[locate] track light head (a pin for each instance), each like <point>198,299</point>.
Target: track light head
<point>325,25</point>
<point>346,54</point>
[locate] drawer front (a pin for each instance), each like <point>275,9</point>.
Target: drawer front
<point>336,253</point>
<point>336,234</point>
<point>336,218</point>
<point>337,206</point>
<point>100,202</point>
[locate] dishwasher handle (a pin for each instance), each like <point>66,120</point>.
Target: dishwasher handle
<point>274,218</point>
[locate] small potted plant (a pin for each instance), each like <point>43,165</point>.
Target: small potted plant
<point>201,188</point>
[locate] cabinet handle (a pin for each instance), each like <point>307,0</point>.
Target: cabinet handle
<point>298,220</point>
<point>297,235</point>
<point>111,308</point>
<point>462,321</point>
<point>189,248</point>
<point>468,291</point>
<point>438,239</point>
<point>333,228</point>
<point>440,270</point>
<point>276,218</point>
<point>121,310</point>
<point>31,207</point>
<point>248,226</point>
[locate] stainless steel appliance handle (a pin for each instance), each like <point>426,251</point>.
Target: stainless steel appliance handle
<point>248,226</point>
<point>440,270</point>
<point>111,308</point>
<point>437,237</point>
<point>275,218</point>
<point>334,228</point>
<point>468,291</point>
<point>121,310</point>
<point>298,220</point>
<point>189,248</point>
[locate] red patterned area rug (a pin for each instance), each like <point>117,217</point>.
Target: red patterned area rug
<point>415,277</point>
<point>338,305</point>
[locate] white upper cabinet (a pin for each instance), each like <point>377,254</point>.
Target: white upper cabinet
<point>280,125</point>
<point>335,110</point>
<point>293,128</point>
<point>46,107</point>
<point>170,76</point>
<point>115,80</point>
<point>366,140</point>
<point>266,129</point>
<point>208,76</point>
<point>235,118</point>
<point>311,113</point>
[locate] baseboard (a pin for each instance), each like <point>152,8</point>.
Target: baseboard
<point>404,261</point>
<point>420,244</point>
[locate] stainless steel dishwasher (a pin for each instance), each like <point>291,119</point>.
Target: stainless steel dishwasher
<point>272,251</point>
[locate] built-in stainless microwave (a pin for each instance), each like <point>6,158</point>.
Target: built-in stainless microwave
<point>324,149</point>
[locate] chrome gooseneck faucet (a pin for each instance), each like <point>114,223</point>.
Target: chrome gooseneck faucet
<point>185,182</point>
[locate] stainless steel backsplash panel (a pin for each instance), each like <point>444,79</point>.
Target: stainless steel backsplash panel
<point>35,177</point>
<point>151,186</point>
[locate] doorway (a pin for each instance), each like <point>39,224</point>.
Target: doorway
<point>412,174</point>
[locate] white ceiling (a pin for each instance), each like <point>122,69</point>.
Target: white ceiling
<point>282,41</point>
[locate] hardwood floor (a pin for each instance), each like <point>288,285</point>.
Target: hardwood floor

══════

Stated goal: Copy out all the records above, replacing "a pin for each instance" with "one point per instance" wherever it occurs and leaving everything else unchanged.

Worked solution:
[locate] track light head (one point per instance), each like <point>198,299</point>.
Target: track light head
<point>325,25</point>
<point>346,54</point>
[locate] drawer front (one point per instance), each like <point>275,9</point>.
Target: drawer front
<point>336,253</point>
<point>336,234</point>
<point>336,218</point>
<point>337,206</point>
<point>100,202</point>
[locate] dishwasher handle (one point per instance), each like <point>66,120</point>.
Target: dishwasher handle
<point>274,218</point>
[locate] small potted plant (one point per instance), each like <point>43,165</point>.
Target: small potted plant
<point>201,188</point>
[locate] cabinet handle (one point per instance), each like <point>307,0</point>.
Target: cabinet handle
<point>298,220</point>
<point>297,235</point>
<point>111,308</point>
<point>462,321</point>
<point>189,248</point>
<point>468,291</point>
<point>438,239</point>
<point>333,228</point>
<point>440,270</point>
<point>276,218</point>
<point>121,310</point>
<point>31,207</point>
<point>248,226</point>
[locate] stainless steel appliance handle (one point per instance), each like <point>426,251</point>.
Target: stainless steel appliance handle
<point>248,226</point>
<point>440,270</point>
<point>111,308</point>
<point>437,237</point>
<point>275,218</point>
<point>334,228</point>
<point>468,291</point>
<point>121,310</point>
<point>298,220</point>
<point>189,248</point>
[locate] red patterned area rug (one point per instance), each like <point>117,217</point>.
Target: red patterned area rug
<point>415,277</point>
<point>338,305</point>
[locate] white upper cabinet (one point per instance), each like <point>377,254</point>.
Target: white upper cabinet
<point>280,125</point>
<point>335,110</point>
<point>293,128</point>
<point>46,107</point>
<point>170,76</point>
<point>115,80</point>
<point>366,140</point>
<point>266,129</point>
<point>208,76</point>
<point>235,118</point>
<point>311,113</point>
[locate] baseboard (one point per instance), each like <point>152,8</point>.
Target: baseboard
<point>404,261</point>
<point>420,244</point>
[locate] stainless steel dishwasher (one point per instance), each like <point>291,119</point>.
Target: stainless steel dishwasher
<point>272,251</point>
[locate] built-in stainless microwave (one point per instance), each like <point>6,158</point>.
Target: built-in stainless microwave
<point>324,149</point>
[locate] chrome gooseneck faucet (one point per instance), each like <point>114,223</point>.
Target: chrome gooseneck faucet
<point>185,182</point>
[locate] stainless steel backsplash panel (one point per instance), each like <point>444,79</point>.
Target: stainless steel backsplash panel
<point>35,177</point>
<point>151,186</point>
[locate] doorway (one point per instance), each like <point>39,224</point>.
Target: doorway
<point>412,174</point>
[locate] white ceiling (one point per instance), each like <point>122,69</point>.
Target: white ceiling
<point>282,41</point>
[locate] hardwood floor (one point per instance), each like <point>288,285</point>.
Target: hardwood floor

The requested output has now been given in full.